> Exercise details
In your copy, leave out the pictures; write out all the data exactly.

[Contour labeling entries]
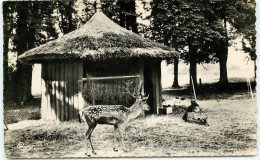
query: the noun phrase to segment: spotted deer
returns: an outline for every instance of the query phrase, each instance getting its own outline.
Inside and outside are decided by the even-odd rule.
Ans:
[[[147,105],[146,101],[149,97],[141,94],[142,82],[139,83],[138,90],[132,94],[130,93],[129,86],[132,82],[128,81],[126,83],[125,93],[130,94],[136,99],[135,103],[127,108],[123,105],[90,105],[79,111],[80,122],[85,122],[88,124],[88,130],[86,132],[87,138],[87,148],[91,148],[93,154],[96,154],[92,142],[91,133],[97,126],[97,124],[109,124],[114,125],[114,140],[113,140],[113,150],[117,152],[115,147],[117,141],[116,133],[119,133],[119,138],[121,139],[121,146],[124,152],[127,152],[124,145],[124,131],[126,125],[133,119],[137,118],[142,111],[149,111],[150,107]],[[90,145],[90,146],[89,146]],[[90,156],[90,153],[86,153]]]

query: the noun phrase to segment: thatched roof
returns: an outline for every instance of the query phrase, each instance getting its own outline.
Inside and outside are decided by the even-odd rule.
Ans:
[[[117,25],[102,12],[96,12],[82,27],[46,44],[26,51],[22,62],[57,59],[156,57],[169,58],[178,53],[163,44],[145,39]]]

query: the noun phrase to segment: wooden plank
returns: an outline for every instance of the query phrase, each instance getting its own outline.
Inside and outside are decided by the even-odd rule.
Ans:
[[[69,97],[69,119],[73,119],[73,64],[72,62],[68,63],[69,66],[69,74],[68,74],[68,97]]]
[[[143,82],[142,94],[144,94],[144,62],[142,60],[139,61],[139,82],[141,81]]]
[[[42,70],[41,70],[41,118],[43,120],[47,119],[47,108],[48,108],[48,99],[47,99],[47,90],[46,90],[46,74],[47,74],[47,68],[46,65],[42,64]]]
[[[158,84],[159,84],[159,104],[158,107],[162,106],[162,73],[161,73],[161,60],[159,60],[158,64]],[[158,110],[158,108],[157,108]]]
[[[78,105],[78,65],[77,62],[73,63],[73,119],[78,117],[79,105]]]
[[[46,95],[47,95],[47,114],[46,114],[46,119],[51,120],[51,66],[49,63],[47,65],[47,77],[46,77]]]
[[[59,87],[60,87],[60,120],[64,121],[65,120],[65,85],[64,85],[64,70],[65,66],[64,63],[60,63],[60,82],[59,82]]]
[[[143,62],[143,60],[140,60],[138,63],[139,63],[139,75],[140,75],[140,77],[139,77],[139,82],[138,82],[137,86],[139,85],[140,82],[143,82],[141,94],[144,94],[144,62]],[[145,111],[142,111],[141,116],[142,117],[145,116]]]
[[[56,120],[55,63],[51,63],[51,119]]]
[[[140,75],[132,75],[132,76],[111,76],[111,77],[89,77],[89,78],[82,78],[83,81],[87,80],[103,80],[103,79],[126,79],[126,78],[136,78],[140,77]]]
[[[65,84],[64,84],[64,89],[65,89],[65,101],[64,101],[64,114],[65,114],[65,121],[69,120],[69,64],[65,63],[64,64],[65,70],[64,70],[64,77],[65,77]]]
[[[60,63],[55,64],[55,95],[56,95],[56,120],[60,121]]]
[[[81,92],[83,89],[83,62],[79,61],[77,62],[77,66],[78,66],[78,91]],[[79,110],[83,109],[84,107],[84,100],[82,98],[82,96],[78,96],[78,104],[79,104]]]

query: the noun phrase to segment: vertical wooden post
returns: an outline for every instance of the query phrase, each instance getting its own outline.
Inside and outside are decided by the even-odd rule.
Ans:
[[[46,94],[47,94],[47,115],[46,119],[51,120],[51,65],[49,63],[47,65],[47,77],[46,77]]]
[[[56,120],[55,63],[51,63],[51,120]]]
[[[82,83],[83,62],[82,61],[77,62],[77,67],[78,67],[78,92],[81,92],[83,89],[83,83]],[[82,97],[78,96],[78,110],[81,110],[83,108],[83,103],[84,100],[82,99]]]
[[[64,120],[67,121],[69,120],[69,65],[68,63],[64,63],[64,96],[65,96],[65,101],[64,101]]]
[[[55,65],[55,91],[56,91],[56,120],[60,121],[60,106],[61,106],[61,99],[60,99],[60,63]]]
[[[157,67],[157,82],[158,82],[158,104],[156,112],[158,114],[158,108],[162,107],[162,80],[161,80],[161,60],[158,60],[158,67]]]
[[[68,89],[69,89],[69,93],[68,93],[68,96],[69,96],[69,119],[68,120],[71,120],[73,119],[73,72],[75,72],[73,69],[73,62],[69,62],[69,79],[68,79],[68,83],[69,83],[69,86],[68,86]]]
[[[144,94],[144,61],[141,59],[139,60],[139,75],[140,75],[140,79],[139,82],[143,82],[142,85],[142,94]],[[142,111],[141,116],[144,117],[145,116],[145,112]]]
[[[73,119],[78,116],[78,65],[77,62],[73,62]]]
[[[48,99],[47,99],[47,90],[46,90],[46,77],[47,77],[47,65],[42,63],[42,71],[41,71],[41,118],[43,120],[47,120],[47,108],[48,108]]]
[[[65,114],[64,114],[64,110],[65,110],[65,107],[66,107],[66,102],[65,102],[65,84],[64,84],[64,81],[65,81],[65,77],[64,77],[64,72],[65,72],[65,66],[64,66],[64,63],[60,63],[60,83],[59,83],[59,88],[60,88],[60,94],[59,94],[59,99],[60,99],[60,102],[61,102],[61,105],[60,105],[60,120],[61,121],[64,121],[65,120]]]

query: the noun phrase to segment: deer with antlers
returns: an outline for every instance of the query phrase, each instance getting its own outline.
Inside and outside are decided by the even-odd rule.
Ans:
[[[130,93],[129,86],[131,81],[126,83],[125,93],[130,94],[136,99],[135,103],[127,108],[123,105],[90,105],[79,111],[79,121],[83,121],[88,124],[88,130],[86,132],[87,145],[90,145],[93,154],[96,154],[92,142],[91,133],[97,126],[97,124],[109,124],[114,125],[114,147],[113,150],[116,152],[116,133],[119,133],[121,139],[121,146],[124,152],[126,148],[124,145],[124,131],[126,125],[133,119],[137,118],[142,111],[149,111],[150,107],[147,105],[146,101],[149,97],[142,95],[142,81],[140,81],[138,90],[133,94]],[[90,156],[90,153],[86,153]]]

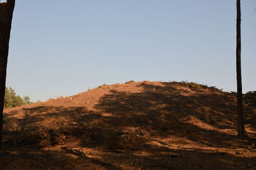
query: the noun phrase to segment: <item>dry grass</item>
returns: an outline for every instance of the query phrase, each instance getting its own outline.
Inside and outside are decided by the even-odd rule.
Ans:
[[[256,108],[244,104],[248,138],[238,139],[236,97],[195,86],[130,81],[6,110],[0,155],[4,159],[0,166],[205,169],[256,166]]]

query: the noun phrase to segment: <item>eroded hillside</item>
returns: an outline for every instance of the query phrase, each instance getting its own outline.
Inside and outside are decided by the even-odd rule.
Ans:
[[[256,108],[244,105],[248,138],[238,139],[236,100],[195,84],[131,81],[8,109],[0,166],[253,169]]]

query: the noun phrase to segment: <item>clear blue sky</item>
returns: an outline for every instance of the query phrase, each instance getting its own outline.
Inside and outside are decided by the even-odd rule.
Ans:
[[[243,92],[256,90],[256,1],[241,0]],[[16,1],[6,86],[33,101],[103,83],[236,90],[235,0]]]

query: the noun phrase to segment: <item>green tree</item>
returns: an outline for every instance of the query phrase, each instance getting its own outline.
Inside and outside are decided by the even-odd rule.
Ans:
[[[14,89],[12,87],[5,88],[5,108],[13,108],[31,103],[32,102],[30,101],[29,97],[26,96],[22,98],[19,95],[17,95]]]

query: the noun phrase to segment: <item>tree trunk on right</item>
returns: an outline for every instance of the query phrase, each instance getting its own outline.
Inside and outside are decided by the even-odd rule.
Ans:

> Solution to this task
query: the noun phrase to segment: spotted deer
returns: an outline for every instance of the query phrase, each instance getting its own outline.
Inside and outside are decided by the even-odd rule.
Ans:
[[[147,105],[146,101],[149,97],[141,94],[142,82],[139,83],[138,90],[132,94],[130,93],[129,86],[132,82],[128,81],[126,83],[125,93],[130,94],[136,99],[135,103],[127,108],[123,105],[90,105],[79,111],[80,122],[85,122],[88,124],[88,130],[86,132],[87,138],[87,148],[91,148],[93,154],[96,154],[92,142],[91,133],[97,126],[97,124],[109,124],[114,125],[114,140],[113,140],[113,150],[117,152],[115,147],[117,141],[116,133],[119,133],[119,138],[121,139],[121,146],[124,152],[127,152],[124,145],[124,131],[126,125],[133,119],[137,118],[142,111],[149,111],[150,107]],[[90,145],[90,146],[89,146]],[[90,156],[90,153],[86,153]]]

query: the noun phrase to segment: thatched roof
returns: an outline for every instance of the query phrase, each instance getting its own outline.
Inside and outside are decided by the even-odd rule.
Ans:
[[[117,25],[102,12],[96,12],[82,27],[46,44],[26,51],[22,62],[57,59],[156,57],[169,58],[178,53],[163,44],[145,39]]]

query: the noun phrase to segment: wooden plank
returns: an outline for every instance of the query phrase, each instance getting its own outline.
Inside and outside are decided by the even-odd rule.
Ans:
[[[69,97],[69,119],[73,119],[73,64],[72,62],[68,63],[69,66],[69,74],[68,74],[68,97]]]
[[[143,82],[142,94],[144,94],[144,62],[142,60],[139,61],[139,82],[141,81]]]
[[[42,70],[41,70],[41,118],[43,120],[47,119],[47,108],[48,108],[48,99],[47,99],[47,90],[46,90],[46,74],[47,74],[47,68],[46,65],[42,64]]]
[[[158,84],[159,84],[159,104],[158,107],[162,106],[162,73],[161,73],[161,60],[159,60],[158,64]],[[158,110],[158,108],[157,108]]]
[[[78,105],[78,65],[77,62],[73,63],[73,119],[78,117],[79,105]]]
[[[46,95],[47,95],[47,114],[46,114],[46,119],[51,120],[51,66],[49,63],[47,65],[47,77],[46,77]]]
[[[59,87],[60,87],[60,120],[64,121],[65,120],[65,85],[64,85],[64,70],[65,66],[64,63],[60,63],[60,82],[59,82]]]
[[[143,62],[143,60],[140,60],[138,63],[139,63],[139,75],[140,75],[140,77],[139,77],[139,82],[138,82],[137,86],[139,85],[140,82],[143,82],[141,94],[144,94],[144,62]],[[145,111],[142,111],[141,116],[142,117],[145,116]]]
[[[56,120],[55,63],[51,63],[51,119]]]
[[[140,75],[132,75],[132,76],[111,76],[111,77],[89,77],[89,78],[82,78],[83,81],[87,80],[103,80],[103,79],[126,79],[126,78],[136,78],[140,77]]]
[[[65,84],[64,84],[64,89],[65,89],[65,101],[64,101],[64,114],[65,114],[65,121],[69,120],[69,64],[65,63],[64,64],[65,70],[64,70],[64,77],[65,77]]]
[[[60,63],[55,64],[55,95],[56,95],[56,120],[60,121]]]
[[[81,92],[83,89],[83,62],[79,61],[77,62],[77,66],[78,66],[78,91]],[[79,110],[83,109],[84,107],[84,100],[82,98],[82,96],[78,96],[78,104],[79,104]]]

query: the noun phrase to segment: vertical wooden post
returns: an outline for every instance of the query phrase, each instance getting its own outline.
Inside and outside are decided by the even-odd rule.
Ans:
[[[46,94],[47,94],[47,115],[46,119],[51,120],[51,65],[49,63],[47,65],[47,77],[46,77]]]
[[[56,120],[55,63],[51,63],[51,120]]]
[[[82,83],[83,62],[82,61],[77,62],[77,67],[78,67],[78,92],[81,92],[83,89],[83,83]],[[82,97],[78,96],[78,110],[81,110],[83,108],[83,103],[84,100],[82,99]]]
[[[64,120],[67,121],[69,120],[69,65],[68,63],[64,63],[64,96],[65,96],[65,101],[64,101]]]
[[[55,65],[55,91],[56,91],[56,120],[60,121],[60,106],[61,106],[61,99],[60,99],[60,63]]]
[[[157,67],[157,82],[158,82],[158,104],[156,112],[158,114],[158,108],[162,107],[162,80],[161,80],[161,60],[158,60],[158,67]]]
[[[68,89],[69,89],[69,93],[68,93],[68,96],[69,96],[69,119],[68,120],[71,120],[73,119],[73,72],[75,72],[73,69],[73,62],[69,62],[69,79],[68,79],[68,83],[69,83],[69,86],[68,86]]]
[[[144,94],[144,61],[141,59],[139,60],[139,75],[140,75],[140,79],[139,82],[143,82],[142,85],[142,94]],[[142,111],[141,116],[144,117],[145,116],[145,112]]]
[[[73,119],[78,116],[78,65],[77,62],[73,62]]]
[[[48,99],[47,99],[47,90],[46,90],[46,77],[47,77],[47,65],[42,63],[42,71],[41,71],[41,118],[43,120],[47,120],[47,108],[48,108]]]
[[[65,114],[64,114],[64,110],[65,110],[65,107],[66,107],[66,102],[65,102],[65,84],[64,84],[64,81],[65,81],[65,77],[64,77],[64,72],[65,72],[65,66],[64,66],[64,63],[60,63],[60,83],[59,83],[59,88],[60,88],[60,94],[59,94],[59,99],[60,99],[60,102],[61,102],[61,105],[60,105],[60,120],[61,121],[64,121],[65,120]]]

query: the noun phrase to segment: deer with antlers
returns: an outline for every instance of the query phrase, each instance getting its own outline.
Inside and outside are decided by the even-odd rule.
Ans:
[[[130,93],[129,86],[131,81],[126,83],[125,93],[130,94],[136,99],[135,103],[127,108],[123,105],[90,105],[79,111],[79,121],[83,121],[88,124],[88,130],[86,132],[87,145],[90,145],[93,154],[96,154],[92,142],[91,133],[97,126],[97,124],[109,124],[114,125],[114,147],[113,150],[116,152],[116,133],[119,133],[121,139],[121,146],[124,152],[126,148],[124,145],[124,131],[126,125],[133,119],[137,118],[142,111],[149,111],[150,107],[147,105],[146,101],[149,97],[142,95],[142,81],[140,81],[138,90],[133,94]],[[90,156],[90,153],[86,153]]]

query: the noun phrase to segment: <item>dry grass</item>
returns: an outline for every instance of the query phrase, each instance getting its own outline.
Inside and outside are decided by the even-odd rule.
Ans:
[[[256,108],[244,104],[248,138],[238,139],[236,97],[195,86],[130,81],[6,110],[0,155],[4,159],[0,166],[205,169],[256,166]]]

query: the noun phrase to segment: <item>eroded hillside</item>
returns: an outline for every instance of the query phrase, each instance getting its own outline.
Inside and outside are decided by the even-odd rule.
Ans:
[[[256,108],[244,105],[248,138],[238,139],[236,100],[195,84],[131,81],[8,109],[0,166],[253,169]]]

query: the noun phrase to segment: <item>clear blue sky</item>
returns: an outline for every instance of the query phrase, each instance getting its own outline.
Inside and outside are decided by the even-odd rule.
Ans:
[[[243,92],[256,90],[256,1],[241,0]],[[16,1],[6,86],[33,101],[103,83],[236,90],[235,0]]]

query: the noun phrase to segment: <item>green tree</item>
returns: an outline for every instance of the query phrase, each instance getting its own outline.
Inside and outside are decided by the even-odd rule.
Ans:
[[[14,89],[12,87],[5,88],[5,108],[13,108],[31,103],[32,102],[30,101],[29,97],[26,96],[22,98],[19,95],[17,95]]]

query: the noun phrase to segment: <item>tree trunk on right</item>
returns: an outline for every instance of the query phrase, each instance getting its own outline.
Inside and outside are decided by the even-odd rule.
Ans:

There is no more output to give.